[Begin Data records]

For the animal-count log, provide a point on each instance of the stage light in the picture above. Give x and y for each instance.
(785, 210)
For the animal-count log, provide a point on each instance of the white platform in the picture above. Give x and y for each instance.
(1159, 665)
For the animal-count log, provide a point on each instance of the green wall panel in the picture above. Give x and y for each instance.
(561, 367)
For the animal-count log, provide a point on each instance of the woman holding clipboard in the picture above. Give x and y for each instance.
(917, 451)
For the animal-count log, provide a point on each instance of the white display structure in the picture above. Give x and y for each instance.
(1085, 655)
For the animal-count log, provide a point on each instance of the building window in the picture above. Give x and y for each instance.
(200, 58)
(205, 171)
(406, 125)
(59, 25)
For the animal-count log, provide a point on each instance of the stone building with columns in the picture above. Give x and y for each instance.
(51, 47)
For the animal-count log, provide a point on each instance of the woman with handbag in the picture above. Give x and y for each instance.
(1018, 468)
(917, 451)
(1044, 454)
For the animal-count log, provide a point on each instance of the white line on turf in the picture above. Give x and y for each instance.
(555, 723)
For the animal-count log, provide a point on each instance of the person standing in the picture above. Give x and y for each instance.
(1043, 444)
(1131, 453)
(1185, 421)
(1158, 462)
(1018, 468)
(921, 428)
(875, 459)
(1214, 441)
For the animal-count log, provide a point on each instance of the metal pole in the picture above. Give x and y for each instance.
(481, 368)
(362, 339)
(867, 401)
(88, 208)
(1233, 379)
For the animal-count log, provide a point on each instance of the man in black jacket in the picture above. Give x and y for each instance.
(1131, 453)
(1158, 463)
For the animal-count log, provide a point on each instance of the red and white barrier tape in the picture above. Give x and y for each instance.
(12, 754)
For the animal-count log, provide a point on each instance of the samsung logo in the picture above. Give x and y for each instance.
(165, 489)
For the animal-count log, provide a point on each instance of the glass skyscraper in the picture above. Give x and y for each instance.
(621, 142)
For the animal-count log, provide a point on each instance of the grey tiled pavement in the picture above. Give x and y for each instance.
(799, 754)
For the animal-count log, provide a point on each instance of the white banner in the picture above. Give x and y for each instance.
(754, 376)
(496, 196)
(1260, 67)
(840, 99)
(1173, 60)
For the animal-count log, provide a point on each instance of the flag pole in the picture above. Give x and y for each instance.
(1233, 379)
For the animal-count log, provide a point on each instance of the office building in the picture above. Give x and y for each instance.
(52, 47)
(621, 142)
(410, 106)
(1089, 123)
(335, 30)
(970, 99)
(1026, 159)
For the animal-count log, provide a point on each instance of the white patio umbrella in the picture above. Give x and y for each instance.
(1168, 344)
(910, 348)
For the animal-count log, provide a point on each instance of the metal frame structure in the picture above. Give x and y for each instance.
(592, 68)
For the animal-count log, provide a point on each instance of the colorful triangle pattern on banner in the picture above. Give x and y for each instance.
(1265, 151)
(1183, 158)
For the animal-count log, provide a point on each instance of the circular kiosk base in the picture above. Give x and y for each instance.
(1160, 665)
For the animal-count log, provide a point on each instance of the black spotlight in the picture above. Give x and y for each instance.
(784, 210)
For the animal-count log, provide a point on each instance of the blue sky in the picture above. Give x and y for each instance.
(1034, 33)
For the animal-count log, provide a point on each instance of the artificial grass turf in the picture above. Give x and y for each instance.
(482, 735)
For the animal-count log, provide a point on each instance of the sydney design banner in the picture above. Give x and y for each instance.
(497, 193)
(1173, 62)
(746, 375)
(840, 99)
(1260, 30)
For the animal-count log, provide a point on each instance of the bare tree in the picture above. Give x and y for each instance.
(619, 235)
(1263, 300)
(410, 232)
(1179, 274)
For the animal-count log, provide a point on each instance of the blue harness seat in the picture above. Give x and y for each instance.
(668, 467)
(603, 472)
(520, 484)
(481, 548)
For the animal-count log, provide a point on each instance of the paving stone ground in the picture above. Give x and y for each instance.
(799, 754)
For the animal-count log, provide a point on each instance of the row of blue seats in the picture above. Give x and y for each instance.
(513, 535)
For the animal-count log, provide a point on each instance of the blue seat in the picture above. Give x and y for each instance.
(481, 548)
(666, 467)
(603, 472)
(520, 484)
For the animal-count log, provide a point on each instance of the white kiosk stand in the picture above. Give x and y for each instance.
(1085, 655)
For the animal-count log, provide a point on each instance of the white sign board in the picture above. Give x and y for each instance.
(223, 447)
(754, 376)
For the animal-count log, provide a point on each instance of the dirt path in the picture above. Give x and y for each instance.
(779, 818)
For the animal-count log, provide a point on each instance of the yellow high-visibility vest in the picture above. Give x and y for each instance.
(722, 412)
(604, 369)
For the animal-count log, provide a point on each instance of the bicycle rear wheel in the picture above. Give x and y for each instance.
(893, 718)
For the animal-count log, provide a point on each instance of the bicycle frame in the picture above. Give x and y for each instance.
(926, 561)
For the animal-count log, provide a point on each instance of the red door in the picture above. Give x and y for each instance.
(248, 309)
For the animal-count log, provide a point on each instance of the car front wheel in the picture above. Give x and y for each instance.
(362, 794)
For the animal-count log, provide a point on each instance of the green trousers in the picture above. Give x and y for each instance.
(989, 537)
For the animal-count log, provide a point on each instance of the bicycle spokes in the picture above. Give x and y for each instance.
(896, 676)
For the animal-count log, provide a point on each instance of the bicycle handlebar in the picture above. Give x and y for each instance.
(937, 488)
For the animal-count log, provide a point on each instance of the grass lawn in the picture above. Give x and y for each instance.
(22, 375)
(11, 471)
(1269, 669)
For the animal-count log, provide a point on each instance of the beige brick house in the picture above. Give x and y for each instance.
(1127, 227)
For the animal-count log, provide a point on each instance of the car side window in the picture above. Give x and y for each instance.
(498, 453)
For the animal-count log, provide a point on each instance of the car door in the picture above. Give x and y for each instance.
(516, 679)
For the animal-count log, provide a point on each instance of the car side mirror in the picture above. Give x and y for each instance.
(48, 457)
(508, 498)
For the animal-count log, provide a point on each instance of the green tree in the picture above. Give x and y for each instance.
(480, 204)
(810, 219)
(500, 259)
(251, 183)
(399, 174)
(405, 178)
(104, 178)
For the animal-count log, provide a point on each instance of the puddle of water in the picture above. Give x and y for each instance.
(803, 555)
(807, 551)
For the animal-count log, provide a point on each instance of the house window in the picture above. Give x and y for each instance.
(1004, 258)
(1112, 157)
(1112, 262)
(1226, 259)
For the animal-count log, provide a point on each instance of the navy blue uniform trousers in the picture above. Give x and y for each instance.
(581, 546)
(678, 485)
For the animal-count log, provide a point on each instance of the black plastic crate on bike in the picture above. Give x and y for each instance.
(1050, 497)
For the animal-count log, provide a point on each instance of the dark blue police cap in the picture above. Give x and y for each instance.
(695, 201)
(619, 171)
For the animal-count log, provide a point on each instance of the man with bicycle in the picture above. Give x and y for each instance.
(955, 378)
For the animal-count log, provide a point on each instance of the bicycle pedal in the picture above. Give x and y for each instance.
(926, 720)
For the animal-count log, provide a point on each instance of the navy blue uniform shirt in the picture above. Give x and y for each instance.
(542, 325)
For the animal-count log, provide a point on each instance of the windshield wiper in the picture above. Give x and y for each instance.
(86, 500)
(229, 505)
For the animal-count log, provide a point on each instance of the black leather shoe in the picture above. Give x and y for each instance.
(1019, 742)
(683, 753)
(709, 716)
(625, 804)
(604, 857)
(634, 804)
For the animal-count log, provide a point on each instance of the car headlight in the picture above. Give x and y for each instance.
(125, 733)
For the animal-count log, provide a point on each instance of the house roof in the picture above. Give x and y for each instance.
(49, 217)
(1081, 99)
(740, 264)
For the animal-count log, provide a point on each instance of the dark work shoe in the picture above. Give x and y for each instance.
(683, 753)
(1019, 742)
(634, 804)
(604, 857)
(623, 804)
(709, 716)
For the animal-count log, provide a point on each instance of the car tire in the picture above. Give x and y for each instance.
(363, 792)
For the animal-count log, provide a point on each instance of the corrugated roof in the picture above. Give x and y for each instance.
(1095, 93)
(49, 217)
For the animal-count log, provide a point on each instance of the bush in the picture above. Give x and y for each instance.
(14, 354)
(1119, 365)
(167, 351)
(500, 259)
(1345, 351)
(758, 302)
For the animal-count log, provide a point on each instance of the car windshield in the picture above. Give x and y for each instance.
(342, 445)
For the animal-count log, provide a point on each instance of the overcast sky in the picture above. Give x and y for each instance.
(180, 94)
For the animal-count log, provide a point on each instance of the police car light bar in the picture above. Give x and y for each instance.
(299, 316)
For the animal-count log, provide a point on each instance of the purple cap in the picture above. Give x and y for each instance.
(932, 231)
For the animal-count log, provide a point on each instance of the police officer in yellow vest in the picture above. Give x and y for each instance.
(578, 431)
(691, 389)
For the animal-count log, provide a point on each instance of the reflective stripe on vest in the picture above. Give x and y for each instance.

[End Data records]

Copy out, character for character, the part of the listing from the line with "of the stone" up to and including the line with "(1158, 463)".

## The answer
For the animal-count log, provide a point on each instance of the stone building with columns in the picture above. Give x and y for each instance.
(51, 47)
For the animal-count log, provide a point on each instance of the woman with handbag in the picture above. Give x and y for each instance.
(1018, 468)
(917, 451)
(1044, 454)
For the animal-count log, provide a point on each instance of the white line on turf in the picture above. Give x and y for each instance.
(555, 723)
For the animal-count log, provide a point on each instance of the person standing in the picture above. Give x and y for each instance.
(1043, 444)
(1131, 453)
(1185, 421)
(1158, 462)
(1018, 468)
(921, 428)
(875, 459)
(1214, 441)
For the animal-count log, provide a point on each instance of the metal pole in the picture above. Give x and y for each instance.
(481, 368)
(362, 339)
(867, 401)
(88, 208)
(1233, 379)
For the animal-count log, provide a point on each instance of the man in black jacket in the picture above. Give x and y for each instance.
(1131, 453)
(1158, 463)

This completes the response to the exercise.